▸ Goal: Retype all of the data exactly as given.

▸ Supplied records:
--------------------------------------------------

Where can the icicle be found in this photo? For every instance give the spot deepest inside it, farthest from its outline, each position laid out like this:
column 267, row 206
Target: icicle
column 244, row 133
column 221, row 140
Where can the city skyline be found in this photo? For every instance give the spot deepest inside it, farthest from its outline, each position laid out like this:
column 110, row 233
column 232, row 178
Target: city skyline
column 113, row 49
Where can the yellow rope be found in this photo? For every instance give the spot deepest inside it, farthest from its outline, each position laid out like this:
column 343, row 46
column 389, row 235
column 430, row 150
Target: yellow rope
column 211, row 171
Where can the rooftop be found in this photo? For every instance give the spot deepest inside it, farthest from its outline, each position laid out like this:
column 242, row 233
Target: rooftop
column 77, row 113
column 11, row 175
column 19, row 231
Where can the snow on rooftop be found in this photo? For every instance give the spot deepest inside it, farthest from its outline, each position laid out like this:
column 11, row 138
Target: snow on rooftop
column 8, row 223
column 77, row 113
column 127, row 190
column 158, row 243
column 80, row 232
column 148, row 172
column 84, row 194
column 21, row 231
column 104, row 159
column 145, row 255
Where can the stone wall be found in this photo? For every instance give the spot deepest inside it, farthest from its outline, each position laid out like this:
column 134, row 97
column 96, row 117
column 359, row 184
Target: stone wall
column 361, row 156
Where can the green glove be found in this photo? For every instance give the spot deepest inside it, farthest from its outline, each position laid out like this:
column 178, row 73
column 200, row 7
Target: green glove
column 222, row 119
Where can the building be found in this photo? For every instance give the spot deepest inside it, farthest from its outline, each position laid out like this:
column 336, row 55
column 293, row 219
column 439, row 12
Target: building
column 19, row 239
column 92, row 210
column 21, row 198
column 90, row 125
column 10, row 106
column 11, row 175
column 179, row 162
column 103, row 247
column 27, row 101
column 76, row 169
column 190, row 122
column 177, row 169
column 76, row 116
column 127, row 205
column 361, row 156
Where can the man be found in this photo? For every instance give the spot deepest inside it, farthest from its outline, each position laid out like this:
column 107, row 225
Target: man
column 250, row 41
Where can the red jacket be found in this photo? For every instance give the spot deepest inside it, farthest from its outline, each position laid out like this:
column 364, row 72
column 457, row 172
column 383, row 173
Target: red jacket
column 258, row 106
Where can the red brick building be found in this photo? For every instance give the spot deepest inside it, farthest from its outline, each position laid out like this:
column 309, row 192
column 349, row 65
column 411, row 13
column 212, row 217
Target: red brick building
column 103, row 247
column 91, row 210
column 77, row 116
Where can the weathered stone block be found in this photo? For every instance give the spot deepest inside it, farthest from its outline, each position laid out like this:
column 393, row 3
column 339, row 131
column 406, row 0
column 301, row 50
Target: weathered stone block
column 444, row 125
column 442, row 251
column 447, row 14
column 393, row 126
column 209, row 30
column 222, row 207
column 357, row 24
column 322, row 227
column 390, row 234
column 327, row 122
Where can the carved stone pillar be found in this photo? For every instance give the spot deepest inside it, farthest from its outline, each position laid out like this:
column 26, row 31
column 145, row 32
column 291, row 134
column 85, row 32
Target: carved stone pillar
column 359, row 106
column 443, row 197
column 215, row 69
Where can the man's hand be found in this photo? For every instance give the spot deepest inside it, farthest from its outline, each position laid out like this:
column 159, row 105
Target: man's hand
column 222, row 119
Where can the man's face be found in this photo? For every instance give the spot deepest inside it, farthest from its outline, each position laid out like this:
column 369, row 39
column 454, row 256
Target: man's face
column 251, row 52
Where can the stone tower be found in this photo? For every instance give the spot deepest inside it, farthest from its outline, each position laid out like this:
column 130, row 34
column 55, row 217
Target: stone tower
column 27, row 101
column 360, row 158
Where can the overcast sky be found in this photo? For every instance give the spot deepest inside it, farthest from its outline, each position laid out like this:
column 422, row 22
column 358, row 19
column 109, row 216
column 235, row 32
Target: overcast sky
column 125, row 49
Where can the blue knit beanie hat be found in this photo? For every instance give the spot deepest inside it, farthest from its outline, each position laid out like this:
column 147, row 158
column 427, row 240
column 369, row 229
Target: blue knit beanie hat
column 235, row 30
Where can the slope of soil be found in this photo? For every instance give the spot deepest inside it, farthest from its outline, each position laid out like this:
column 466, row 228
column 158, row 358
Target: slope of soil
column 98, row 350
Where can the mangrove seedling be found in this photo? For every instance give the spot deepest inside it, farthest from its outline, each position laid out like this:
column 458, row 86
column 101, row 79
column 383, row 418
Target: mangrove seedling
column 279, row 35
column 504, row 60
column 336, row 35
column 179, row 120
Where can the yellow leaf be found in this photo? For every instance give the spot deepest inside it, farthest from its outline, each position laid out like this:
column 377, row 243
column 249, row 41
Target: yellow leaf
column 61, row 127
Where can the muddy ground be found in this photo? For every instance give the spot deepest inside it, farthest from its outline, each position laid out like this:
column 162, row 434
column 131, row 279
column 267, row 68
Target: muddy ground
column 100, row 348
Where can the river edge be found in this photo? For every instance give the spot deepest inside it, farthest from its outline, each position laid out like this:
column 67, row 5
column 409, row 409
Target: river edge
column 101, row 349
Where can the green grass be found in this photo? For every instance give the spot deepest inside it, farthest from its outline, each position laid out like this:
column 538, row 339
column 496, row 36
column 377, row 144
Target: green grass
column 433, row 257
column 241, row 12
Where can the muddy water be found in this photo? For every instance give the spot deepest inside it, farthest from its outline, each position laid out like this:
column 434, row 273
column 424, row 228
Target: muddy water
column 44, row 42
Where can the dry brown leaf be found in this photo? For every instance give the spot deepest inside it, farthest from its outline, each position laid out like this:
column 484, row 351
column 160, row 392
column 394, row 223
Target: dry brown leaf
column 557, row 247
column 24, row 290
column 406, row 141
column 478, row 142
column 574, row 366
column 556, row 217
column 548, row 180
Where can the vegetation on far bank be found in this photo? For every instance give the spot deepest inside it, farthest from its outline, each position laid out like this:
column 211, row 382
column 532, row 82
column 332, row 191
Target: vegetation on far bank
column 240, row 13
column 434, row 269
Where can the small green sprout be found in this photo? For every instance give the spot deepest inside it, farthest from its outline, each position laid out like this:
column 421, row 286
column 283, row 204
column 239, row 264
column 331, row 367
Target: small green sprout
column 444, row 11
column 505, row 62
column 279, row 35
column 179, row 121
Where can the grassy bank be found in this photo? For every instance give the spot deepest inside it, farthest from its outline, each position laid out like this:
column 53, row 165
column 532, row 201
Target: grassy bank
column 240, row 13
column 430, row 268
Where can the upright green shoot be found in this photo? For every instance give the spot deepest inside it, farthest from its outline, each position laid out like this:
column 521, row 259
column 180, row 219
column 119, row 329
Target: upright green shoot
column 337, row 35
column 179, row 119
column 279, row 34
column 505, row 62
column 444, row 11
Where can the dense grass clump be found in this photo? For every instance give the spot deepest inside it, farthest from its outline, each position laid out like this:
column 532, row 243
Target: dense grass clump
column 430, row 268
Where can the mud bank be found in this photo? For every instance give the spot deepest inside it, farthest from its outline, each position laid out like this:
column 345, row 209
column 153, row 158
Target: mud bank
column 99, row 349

--------------------------------------------------

▸ Result below:
Where can the icicle be found in this photo? For every instance give the spot deepest inside it, farthest from its outline, each position laid out like this:
column 267, row 206
Target: icicle
column 244, row 133
column 221, row 140
Where can the city skyline be found in this photo? For every instance give the spot deepest inside it, farthest from its outline, each position laid out like this:
column 110, row 233
column 232, row 178
Target: city skyline
column 113, row 49
Where can the yellow rope be found in this photo? For every instance give the spot deepest inside it, farthest from its outline, each position laid out like this:
column 343, row 46
column 389, row 235
column 430, row 150
Target: yellow rope
column 211, row 171
Where can the rooftop be found in this photo? For every instance give the spot deepest inside it, farthest from its outline, each position laid out like this:
column 242, row 233
Target: rooftop
column 77, row 113
column 11, row 175
column 19, row 231
Where can the snow on rooftop be found in this photo? For every instance give the spot deepest inside it, farthest from its outline, each position laid out like this:
column 11, row 138
Target: snow on rooftop
column 8, row 223
column 77, row 113
column 127, row 190
column 158, row 243
column 80, row 232
column 148, row 172
column 84, row 194
column 21, row 231
column 104, row 159
column 145, row 255
Where can the stone wall be found in this photo? For every instance give the spot deepest inside it, farthest from its outline, each position laid out like this:
column 134, row 97
column 96, row 117
column 359, row 184
Target: stone wall
column 361, row 156
Where can the green glove be found in this photo? For every instance give the spot deepest inside it, farthest from its outline, each position laid out like this:
column 178, row 73
column 200, row 7
Target: green glove
column 222, row 119
Where can the building be found in this photo? For every instance give the spot deepest inside it, farthest from its outline, each position laid out like this:
column 336, row 55
column 293, row 219
column 439, row 12
Target: building
column 19, row 239
column 92, row 210
column 21, row 198
column 90, row 125
column 10, row 106
column 11, row 175
column 179, row 162
column 103, row 247
column 27, row 101
column 76, row 169
column 190, row 122
column 177, row 169
column 76, row 116
column 127, row 205
column 361, row 156
Where can the man be found in this photo? For every instance give the spot deepest inside it, farthest from its outline, each position laid out like this:
column 107, row 225
Target: man
column 250, row 41
Where can the red jacket be found in this photo? For every instance give the spot deepest inside it, farthest from its outline, each position laid out like this:
column 364, row 72
column 457, row 172
column 383, row 173
Target: red jacket
column 258, row 106
Where can the red brick building be found in this photo? For every instance give the spot deepest inside it, farthest from its outline, each position laid out like this:
column 309, row 192
column 349, row 65
column 411, row 13
column 212, row 217
Target: red brick building
column 103, row 247
column 91, row 210
column 77, row 116
Where can the weathered stone block be found in this photo? For every instance give the spot deepest inside it, farthest from its outline, each position laid out like this:
column 393, row 3
column 339, row 131
column 406, row 0
column 301, row 50
Target: weathered stone block
column 444, row 125
column 442, row 251
column 447, row 14
column 393, row 126
column 209, row 30
column 222, row 207
column 357, row 24
column 322, row 227
column 390, row 234
column 327, row 122
Where can the carved stone pillar be found in this photo? For every instance give the spot deepest inside it, farthest from its outline, each position laid out like this:
column 26, row 31
column 145, row 32
column 291, row 134
column 85, row 32
Target: carved stone pillar
column 359, row 106
column 443, row 197
column 215, row 69
Where can the man's hand be found in this photo? For every instance give the spot deepest inside it, farthest from its outline, each position laid out like this:
column 159, row 105
Target: man's hand
column 222, row 119
Where can the man's face be found in this photo? For every instance give the spot deepest inside it, farthest from its outline, each position laid out like this:
column 369, row 39
column 454, row 256
Target: man's face
column 251, row 52
Where can the stone tower be found in this photo? For every instance give the spot deepest inside it, farthest from its outline, each position laid out like this:
column 130, row 34
column 55, row 217
Target: stone tower
column 27, row 101
column 360, row 158
Where can the overcast sky be found in this photo? For every instance give the spot deepest inside it, farthest from its outline, each position laid out like this:
column 422, row 22
column 358, row 19
column 109, row 216
column 235, row 32
Target: overcast sky
column 125, row 49
Where can the blue knit beanie hat be found in this photo? For every instance give the spot deepest inside it, farthest from its outline, each position laid out like this:
column 147, row 158
column 427, row 240
column 369, row 229
Target: blue knit beanie hat
column 235, row 30
Where can the slope of soil be found in this photo? For every instance give the spot deepest inside it, farthest from its outline, each position laid out like this:
column 466, row 228
column 158, row 358
Target: slope of soil
column 98, row 350
Where can the mangrove seedling be found in this photo? For every instance give the spot deepest inside it, farthest from its outline, each position laid out like this:
column 458, row 86
column 101, row 79
column 383, row 418
Target: mangrove seedling
column 279, row 35
column 504, row 60
column 336, row 35
column 179, row 120
Where can the yellow leaf be found in this photo? For every instance give the spot deepest inside it, farthest from its outline, each position laid out like this:
column 377, row 243
column 249, row 41
Target: yellow leaf
column 61, row 127
Where can the muddy ground be found in this photo? For every instance give the spot deepest inside it, farthest from its outline, each position laid out like this:
column 162, row 434
column 131, row 279
column 267, row 68
Target: muddy ground
column 100, row 348
Where can the river edge be found in this photo? For every instance give the spot deepest inside it, farthest from its outline, each position laid out like this:
column 67, row 5
column 409, row 409
Target: river edge
column 101, row 349
Where can the green grass be found in this photo? For every instance give the spot deepest inside it, farthest from its outline, each position laid out like this:
column 538, row 339
column 496, row 36
column 377, row 144
Target: green grass
column 433, row 257
column 241, row 12
Where can the muddy water be found in this photo? For every instance give the spot deepest inside it, farthest from its outline, each position laid out like this:
column 434, row 273
column 424, row 228
Target: muddy water
column 44, row 42
Where can the dry brown leaf be found in this photo? For every instance give the spot deepest inside it, farthest from its outline, each position laid out like this:
column 484, row 351
column 160, row 392
column 394, row 223
Target: dry brown leaf
column 557, row 247
column 24, row 290
column 406, row 141
column 478, row 142
column 574, row 366
column 556, row 217
column 548, row 180
Where can the vegetation on far bank be found in this photo? For every instance give the spot deepest inside it, farthest from its outline, each position laid out like this:
column 211, row 382
column 532, row 82
column 332, row 191
Target: vegetation on far bank
column 240, row 13
column 434, row 269
Where can the small green sprout be found in this photo? For every instance give the spot deepest inside it, farthest from its outline, each position laid out like this:
column 421, row 286
column 283, row 204
column 239, row 264
column 331, row 367
Target: small green sprout
column 444, row 11
column 505, row 62
column 279, row 35
column 179, row 121
Where can the grassy bank be found in this photo? For every instance give the spot deepest inside it, farthest from its outline, each position laid out like this:
column 53, row 165
column 532, row 201
Target: grassy bank
column 240, row 13
column 430, row 268
Where can the upright green shoot be found in this photo? For every instance give the spot deepest inside it, farthest from its outline, each position laid out like this:
column 521, row 259
column 180, row 219
column 119, row 329
Target: upright green shoot
column 337, row 35
column 179, row 119
column 279, row 34
column 505, row 62
column 444, row 11
Where can the dense grass clump be found in this photo? For every instance give the spot deepest inside it, farthest from its outline, each position laid out like this:
column 532, row 243
Target: dense grass clump
column 430, row 268
Where can the mud bank be found in this photo? For every instance give the spot deepest inside it, farthest from its outline, each position laid out like this:
column 345, row 209
column 153, row 158
Target: mud bank
column 99, row 349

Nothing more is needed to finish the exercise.